Consider PAR1/2 on Chr X as autosomal

rollf commented 1 year ago

This PR addresses issue #789. It adds the optional feature to treat the PAR1/2 on chromosome X as autosomal, i.e. when requesting autosomal regions these regions are included and on the other hand, when requesting "chromosome X", they are excluded. For chr Y, the PAR1/2 regions are excluded when requesting "chromosome Y" since they cannot be covered if all reads map to PAR1/2 on X. The results have already been shown in the issue mentioned above.

This PR contains the following changes:

Add new command line argument --diploid-parx-genome which can be set to grch37 or grch38 in order to treat PAR1/2 GRCh37/38 regions on chromosome X as autosomal.
This argument is added to all subcommands where necessary and forwarded.
The method GenomicArray.autosomes() has been re-implemented in CopyNumArray.autosomes() to be able to transparently include/exclude PAR1/2 on demand.
Conversely, wherever chromosome X regions have been requested (ex: (cnarr.chromosome == cnarr._chr_x_label)), this has been replaced by a call to CopyNumArray.chr_x_filter() which includes/excludes PAR1/2 as needed. Same for chromosome Y.

### Data below:
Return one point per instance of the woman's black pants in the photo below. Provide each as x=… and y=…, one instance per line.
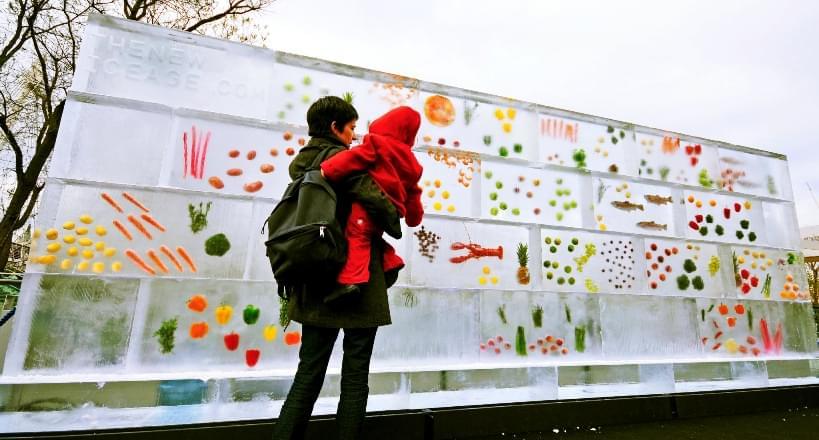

### What to work on:
1. Rewrite the paragraph of the PAR1/2 pull request that begins "This PR addresses issue #789" as a short list, keeping its main facts.
2. Pick up the PAR1/2 pull request after its last sentence and carry it on with a few more lines.

### Answers to each task:
1.
- Addresses issue #789.
- Adds an optional feature to treat PAR1/2 on chromosome X as autosomal: these regions are included when autosomal regions are requested and excluded when "chromosome X" is requested.
- On chromosome Y, PAR1/2 are excluded when "chromosome Y" is requested, because they cannot be covered if all reads map to PAR1/2 on X.
- Results were already shown in the issue.

2.
No differentiation is done based on the sex of the sample.
This approach has the advantage of having only one place where if/else semantics have to implemented. Whenever the code treats chromosome X, one doesn't have to reason about whether PAR1/2 is include or not.
This approach has disadvantages: If enabled, the regions for chrX will be split even for female samples (where it doesn't make sense, as opposed to for male samples [see #784 for an explanation]). Also, one has to rely on the user to write chrx = self[self.chrx_filter()] instead of self[self.chromosome == self.chr_x_label] (or even `self[self.chromosome == "chrX"]) - but it's in the nature of Python to give full access to object members.
Fix a bug in call.absolute_dataframe().
Add read_ga similar to read_cna() and use where appropriate (=GenomicArray tests)
I fixed the version of pomegranate to 0.14.8. See comments.

I will add some further review comments.

rollf commented 1 year ago

@etal Could you have a look into this when time permits?

(I believe the conflicts arose due to new formatting)

etal commented 1 year ago

Thanks! I'm reviewing this PR now. Sorry for forcing a rebase, but hopefully the codebase is a little easier to work with now.

rollf commented 1 year ago

@etal Thanks for reviewing. You haven't said whether you're globally fine with my approach but I assume it's okay then. I will change the code towards adding the treat_par... parameter into the meta dict. This should then already clean up things a little bit.

etal commented 1 year ago

You haven't said whether you're globally fine with my approach but I assume it's okay then. I will change the code towards adding the treat_par... parameter into the meta dict.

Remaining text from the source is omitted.